Goal of the exercise: The required output is the line containing "Practice. Identify the wrought" through the final line of the material below, printed exactly, with no other lines.

==== Data provided

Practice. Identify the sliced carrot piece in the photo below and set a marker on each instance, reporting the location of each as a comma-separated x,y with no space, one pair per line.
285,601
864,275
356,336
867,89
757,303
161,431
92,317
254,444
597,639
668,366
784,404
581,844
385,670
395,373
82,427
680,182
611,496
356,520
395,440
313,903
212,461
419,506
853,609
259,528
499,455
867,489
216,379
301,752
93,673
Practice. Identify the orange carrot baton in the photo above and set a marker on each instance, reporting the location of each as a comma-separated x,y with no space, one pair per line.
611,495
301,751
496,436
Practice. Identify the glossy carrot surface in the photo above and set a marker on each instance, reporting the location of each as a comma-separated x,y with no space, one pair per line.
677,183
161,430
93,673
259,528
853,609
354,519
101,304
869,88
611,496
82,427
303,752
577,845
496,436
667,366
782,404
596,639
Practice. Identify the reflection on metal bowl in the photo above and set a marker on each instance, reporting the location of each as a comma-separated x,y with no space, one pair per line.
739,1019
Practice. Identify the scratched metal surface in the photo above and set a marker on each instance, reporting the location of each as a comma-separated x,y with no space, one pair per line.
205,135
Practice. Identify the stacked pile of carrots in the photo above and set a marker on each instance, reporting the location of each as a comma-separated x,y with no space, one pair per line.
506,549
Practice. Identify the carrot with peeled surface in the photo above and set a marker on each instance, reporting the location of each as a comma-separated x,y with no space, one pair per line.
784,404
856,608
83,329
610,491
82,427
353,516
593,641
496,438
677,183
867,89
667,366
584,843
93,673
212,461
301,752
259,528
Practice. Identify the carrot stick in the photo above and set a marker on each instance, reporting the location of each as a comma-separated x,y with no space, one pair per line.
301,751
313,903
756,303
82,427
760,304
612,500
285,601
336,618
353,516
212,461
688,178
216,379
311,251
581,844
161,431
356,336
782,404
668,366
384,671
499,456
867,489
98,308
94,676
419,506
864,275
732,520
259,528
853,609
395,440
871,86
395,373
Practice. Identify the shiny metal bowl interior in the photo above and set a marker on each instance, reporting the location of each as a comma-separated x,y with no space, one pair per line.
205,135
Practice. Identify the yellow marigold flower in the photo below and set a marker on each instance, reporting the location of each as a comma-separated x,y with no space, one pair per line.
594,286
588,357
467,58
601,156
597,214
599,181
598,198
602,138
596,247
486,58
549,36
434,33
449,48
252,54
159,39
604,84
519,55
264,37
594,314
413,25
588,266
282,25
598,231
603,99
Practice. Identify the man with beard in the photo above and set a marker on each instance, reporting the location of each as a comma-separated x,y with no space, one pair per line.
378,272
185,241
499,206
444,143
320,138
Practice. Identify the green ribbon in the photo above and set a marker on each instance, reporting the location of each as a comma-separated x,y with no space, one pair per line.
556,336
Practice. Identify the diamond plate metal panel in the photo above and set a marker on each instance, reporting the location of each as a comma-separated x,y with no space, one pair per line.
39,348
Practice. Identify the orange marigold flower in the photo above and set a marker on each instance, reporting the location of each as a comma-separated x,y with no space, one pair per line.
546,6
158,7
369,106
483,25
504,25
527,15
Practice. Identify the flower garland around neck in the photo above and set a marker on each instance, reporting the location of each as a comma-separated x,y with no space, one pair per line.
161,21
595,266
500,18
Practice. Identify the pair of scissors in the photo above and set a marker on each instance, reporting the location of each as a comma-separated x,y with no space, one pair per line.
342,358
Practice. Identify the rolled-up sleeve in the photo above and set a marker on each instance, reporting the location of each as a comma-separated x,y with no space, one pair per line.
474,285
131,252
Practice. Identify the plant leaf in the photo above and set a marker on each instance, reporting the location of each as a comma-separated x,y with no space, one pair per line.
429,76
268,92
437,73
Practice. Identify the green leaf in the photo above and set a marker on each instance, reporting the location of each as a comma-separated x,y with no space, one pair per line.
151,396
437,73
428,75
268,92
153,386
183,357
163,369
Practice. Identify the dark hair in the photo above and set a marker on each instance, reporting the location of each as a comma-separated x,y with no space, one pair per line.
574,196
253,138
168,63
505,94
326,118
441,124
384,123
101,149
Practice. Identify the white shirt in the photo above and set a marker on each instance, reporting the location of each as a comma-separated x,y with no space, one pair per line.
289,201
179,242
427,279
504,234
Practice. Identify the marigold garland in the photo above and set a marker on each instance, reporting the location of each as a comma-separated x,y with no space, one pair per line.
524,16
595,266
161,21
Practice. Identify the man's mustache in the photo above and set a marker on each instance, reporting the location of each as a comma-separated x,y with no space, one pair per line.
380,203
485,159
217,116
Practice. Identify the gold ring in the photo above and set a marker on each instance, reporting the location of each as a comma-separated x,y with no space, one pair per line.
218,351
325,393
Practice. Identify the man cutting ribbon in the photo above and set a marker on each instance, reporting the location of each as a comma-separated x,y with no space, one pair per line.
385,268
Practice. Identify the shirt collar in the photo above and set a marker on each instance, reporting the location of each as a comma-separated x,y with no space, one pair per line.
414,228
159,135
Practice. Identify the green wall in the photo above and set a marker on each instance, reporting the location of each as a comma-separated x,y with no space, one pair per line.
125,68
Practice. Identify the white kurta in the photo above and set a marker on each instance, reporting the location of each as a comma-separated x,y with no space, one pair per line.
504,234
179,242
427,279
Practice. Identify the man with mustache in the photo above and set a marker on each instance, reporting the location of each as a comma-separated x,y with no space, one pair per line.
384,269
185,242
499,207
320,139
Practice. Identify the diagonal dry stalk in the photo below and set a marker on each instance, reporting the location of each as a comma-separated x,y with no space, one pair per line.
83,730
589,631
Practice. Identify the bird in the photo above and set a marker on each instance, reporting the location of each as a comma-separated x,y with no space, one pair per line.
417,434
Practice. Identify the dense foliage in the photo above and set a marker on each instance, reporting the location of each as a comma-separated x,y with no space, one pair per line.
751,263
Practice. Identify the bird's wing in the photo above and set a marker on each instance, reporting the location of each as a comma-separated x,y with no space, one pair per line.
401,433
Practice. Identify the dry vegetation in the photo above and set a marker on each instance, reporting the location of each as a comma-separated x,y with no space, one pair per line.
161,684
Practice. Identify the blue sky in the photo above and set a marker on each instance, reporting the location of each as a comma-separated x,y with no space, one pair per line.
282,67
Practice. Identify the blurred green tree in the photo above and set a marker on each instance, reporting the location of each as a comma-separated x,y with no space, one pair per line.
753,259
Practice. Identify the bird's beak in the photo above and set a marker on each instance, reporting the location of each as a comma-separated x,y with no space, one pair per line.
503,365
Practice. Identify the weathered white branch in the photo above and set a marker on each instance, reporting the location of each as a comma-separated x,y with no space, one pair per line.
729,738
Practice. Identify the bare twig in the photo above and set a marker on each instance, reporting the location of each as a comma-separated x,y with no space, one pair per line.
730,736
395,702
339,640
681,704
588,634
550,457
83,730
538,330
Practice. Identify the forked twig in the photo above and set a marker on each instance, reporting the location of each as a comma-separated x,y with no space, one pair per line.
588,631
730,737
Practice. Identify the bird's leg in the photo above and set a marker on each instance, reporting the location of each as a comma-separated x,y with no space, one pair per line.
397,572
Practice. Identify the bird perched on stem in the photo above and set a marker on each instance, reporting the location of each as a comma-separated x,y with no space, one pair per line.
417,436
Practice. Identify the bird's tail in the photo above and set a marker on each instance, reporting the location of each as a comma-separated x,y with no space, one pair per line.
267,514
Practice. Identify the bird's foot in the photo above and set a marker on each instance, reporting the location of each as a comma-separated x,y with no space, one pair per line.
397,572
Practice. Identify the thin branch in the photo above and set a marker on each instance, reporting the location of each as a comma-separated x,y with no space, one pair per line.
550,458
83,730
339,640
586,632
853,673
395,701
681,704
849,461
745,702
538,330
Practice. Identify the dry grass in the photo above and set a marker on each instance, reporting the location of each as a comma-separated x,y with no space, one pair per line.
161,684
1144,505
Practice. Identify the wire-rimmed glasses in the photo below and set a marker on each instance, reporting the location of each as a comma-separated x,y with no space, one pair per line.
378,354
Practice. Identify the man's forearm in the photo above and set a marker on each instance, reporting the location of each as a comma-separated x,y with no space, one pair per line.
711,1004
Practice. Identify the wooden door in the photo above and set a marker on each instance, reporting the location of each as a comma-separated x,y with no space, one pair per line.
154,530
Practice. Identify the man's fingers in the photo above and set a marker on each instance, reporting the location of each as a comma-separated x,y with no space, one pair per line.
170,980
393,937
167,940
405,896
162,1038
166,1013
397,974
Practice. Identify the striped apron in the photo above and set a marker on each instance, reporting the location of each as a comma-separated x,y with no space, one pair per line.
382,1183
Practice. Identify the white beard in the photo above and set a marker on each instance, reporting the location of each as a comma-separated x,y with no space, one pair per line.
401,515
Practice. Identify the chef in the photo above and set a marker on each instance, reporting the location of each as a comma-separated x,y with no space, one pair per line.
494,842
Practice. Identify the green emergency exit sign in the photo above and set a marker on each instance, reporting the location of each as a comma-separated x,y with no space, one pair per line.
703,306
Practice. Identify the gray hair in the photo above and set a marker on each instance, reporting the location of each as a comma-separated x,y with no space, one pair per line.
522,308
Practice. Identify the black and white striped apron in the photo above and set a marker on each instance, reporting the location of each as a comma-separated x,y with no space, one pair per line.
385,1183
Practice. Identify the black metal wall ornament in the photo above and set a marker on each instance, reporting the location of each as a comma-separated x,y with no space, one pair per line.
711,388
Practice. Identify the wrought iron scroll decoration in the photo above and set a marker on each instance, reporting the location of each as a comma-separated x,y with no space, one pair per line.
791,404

========

Output for this task:
Practice. Identify the wrought iron scroll decoration in the photo above and set a marker on each instance, reporting the location of each as a comma-separated x,y with no space, one pair per line.
791,404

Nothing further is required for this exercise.